» TEXT:

Threats to the Great Indian Bustard and Conservation Efforts

The Great Indian Bustard (GIB) (Ardeotis nigriceps) is a critically endangered bird species native to the Indian subcontinent. With fewer than 150 individuals remaining in the wild, the GIB faces numerous threats that are driving it towards extinction.

The GIB primarily inhabits the grasslands and scrublands of the Thar Desert and the Deccan Plateau in India. Its range has significantly decreased due to habitat loss and fragmentation. The bird is now confined to small pockets in the states of Rajasthan, Gujarat, Maharashtra, Karnataka, and Andhra Pradesh.

Threats to the Great Indian Bustard

  • Power Lines: The high-tension power lines criss-crossing the GIB’s habitat pose a significant threat to the birds. Due to their large size and limited frontal vision, GIBs are prone to colliding with these power lines, often resulting in death.
  • Habitat Loss and Fragmentation: The conversion of grasslands and scrublands for agricultural purposes, industrial development, and infrastructure projects has led to the loss and fragmentation of the GIB’s habitat.
  • Hunting: Although hunting of GIBs is illegal in India, sporadic incidents of poaching still occur, further endangering the species.

» LISTED RECORDS:
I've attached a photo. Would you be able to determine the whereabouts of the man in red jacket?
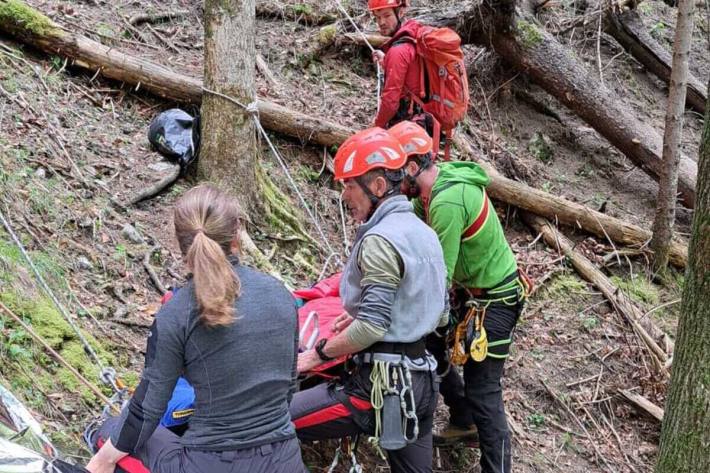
[367,0,421,128]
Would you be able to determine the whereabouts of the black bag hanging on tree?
[148,108,200,175]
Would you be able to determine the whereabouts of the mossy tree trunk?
[651,0,695,273]
[197,0,259,215]
[656,81,710,473]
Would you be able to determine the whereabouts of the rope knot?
[246,100,259,117]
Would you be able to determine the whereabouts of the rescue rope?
[334,0,383,113]
[328,434,364,473]
[370,360,397,442]
[202,87,342,270]
[0,210,121,392]
[0,302,120,413]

» WORK INSTRUCTION 1: Rewrite the paragraph of the bustard text that begins "The GIB primarily inhabits" as a short bulleted list that keeps its main facts.
» WORK INSTRUCTION 2: Carry on the Great Indian Bustard text from where it stops.

» REPLY 1:
- Habitat: grasslands and scrublands of the Thar Desert and the Deccan Plateau in India
- Range: greatly reduced by habitat loss and fragmentation
- Present distribution: small pockets in Rajasthan, Gujarat, Maharashtra, Karnataka, and Andhra Pradesh

» REPLY 2:
  • Pesticide Use: The extensive use of pesticides in agricultural fields near GIB habitats can lead to the accumulation of toxic substances in the birds’ bodies, negatively impacting their health and reproduction.
  • Free-ranging Dogs: The increasing population of free-ranging dogs in the GIB’s habitat poses a threat to the birds, particularly during the breeding season when the dogs may prey on eggs and chicks.

Conservation Efforts

  • Habitat Protection: Efforts are being made to identify and protect critical GIB habitats, such as the Thar Desert and the grasslands of the Deccan Plateau.
  • Power Line Mitigation: The government and conservation organizations are working towards installing bird diverters on power lines and, in some cases, underground cabling to reduce the risk of bird collisions.
  • Captive Breeding: Conservationists have established captive breeding programs to increase the GIB population and eventually release the birds into the wild. In March 2023, the first successful hatching of a GIB chick in captivity was reported.
  • Community Involvement: Engaging local communities in conservation efforts and raising awareness about the importance of protecting the GIB and its habitat is crucial for the long-term survival of the species.

Why in News

The Supreme Court is reviewing its 2021 order to bury power lines underground in the Great Indian Bustard’s habitat due to the Centre’s concerns over implementation challenges and costs.

The critically endangered bird faces threats from collisions with power lines in its last refuge in the Thar and Kutch deserts. A committee will suggest steps to protect the GIB, balancing conservation needs with India’s renewable energy goals, as the government works on initiatives like captive breeding.